• Dengvaxia probe by DoJ-NBI preferable to Senate inquiry


    Whatever you may call it – scandal, conspiracy, scam, or deal – the Dengvaxia controversy must be fully investigated until it finds satisfactory closure.

    The investigation or inquiry will be best carried out by the Department of Justice (DoJ), in collaboration with the National Bureau of Investigation (NBI). They are in the best position to conduct a thorough and effective inquiry.

    For very sound reasons, a DoJ-NBI inquiry into Dengvaxia is infinitely preferable to a congressional inquiry into the matter, as some senators are contemplating.

    First, the DoJ and NBI are the agencies of government that are vested with the authority to investigate such matters. They have the professional expertise and experience to do a good job and produce a sound summary report.

    Second, a congressional inquiry would only be shadowed by political questions and concerns, because of the composition of the houses of Congress. The political color is inevitable because top officials of the previous presidential administration, including former President Benigno Aquino 3rd, must be investigated for their role or accountability in the controversial deal. Liberal members of the Senate have already moved to rally behind their former leader and colleagues, and seek to direct the probe toward their exculpation from blame.

    Third, a professional, impartial and unsparing investigation is imperative because the issue fundamentally involves the safety and welfare of the Filipino public, especially children. The probe must reestablish public confidence in the Department of Health (DoH) and the Food and Drug Administration (FDA) that they can ensure the people’s protection and welfare.

    Fourth and finally, the investigation will concern a major French pharmaceutical manufacturer, Sanofi Pasteur, which produces the vaccine and got a whopping P3.5 billion contract from the Aquino government to supply the drug, even while it was still under testing by responsible world health authorities. The country’s ties with foreign countries and international business will also be affected.

    The bare and hair-raising aspects of the Dengvaxia controversy are already known to the public and the media:

    1. The Dengvaxia alarm was triggered by a statement from Sanofi Pasteur that its immunization vaccine might have “severe” effects on those without a dengue history.

    2. The Philippines is the first country on record that contracted and committed to use the vaccine. Our government agreed to a P3.5-billion deal with Sanofi, in spite of the fact that the World Health Organization (WHO) had not yet finished its testing of the vaccine or certified its safety and effectiveness.

* [Data segment]

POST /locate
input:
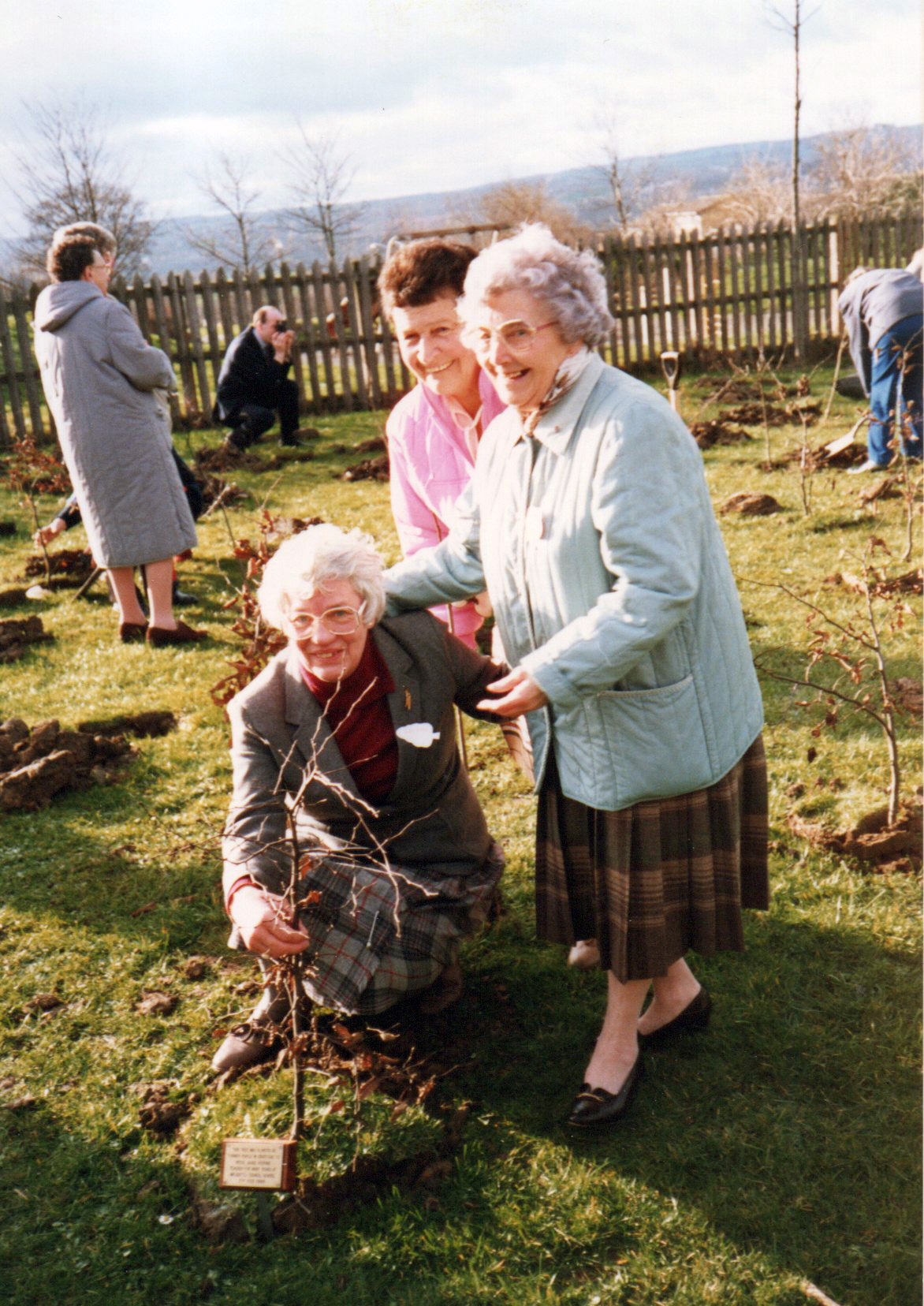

* [Questions]
(A) According to the Dengvaxia editorial, why would a congressional inquiry be shadowed by political questions? Answer in one to three sentences.
(B) Write the next part of the Dengvaxia editorial, starting after its last sentence.
The lines play no part in this work.

* [Results in order]
(A) Top officials of the previous administration, including former President Benigno Aquino 3rd, must be investigated for their role or accountability in the deal. Liberal members of the Senate have already moved to rally behind their former leader and colleagues and seek to steer the probe toward clearing them of blame.

(B)
    3. The DoH massively used Dengvaxia on more than 700,000 public school students in Metro Manila and neighboring provinces in an immunization drive. Vaccination drives were planned for the other regions and were fortunately averted.

    4. One or two fatalities have been reported from the ill–considered vaccination drive. More deaths may turn up in the course of the investigation.

    5. The highly questionable Dengvaxia deal was negotiated and concluded during the closing months of the Aquino presidency, and implemented on the eve of the May 2016 national elections. It was a “midnight deal” in every sense of the term.

    6. Also prime now is the question whether the Philippines was used as a laboratory – and Filipino children turned into guinea pigs – for the supposed dengue cure.

    Sanofi’s public relations efforts to salvage the situation have not assuaged public anxiety and convince the people that there is no reason for wide public alarm. The foremost question now is who should be held accountable for the misguided and costly adoption of the vaccine in a nationwide drive. The awful facts seem to point to former President Aquino as the principal culprit, given that he personally met with Sanofi executives, not once but several times, prior to signing the contract.

    From him, it became a simple matter of the DoH and the health secretary executing the immunization program upon his orders.

    Ferreting out the facts and establishing the chain of responsibility should not be difficult, because this involves
    a government program, which is documented every step of the way. The facts will be obfuscated only if there are politicians-legislators looking over the shoulders of the investigators, anxious to ensure that Aquino and their colleagues are shielded from blame.

    The less there is of this interference, the better for the Dengvaxia investigation. And the quicker will the probers reach a conclusion and write finis to this sorry affair.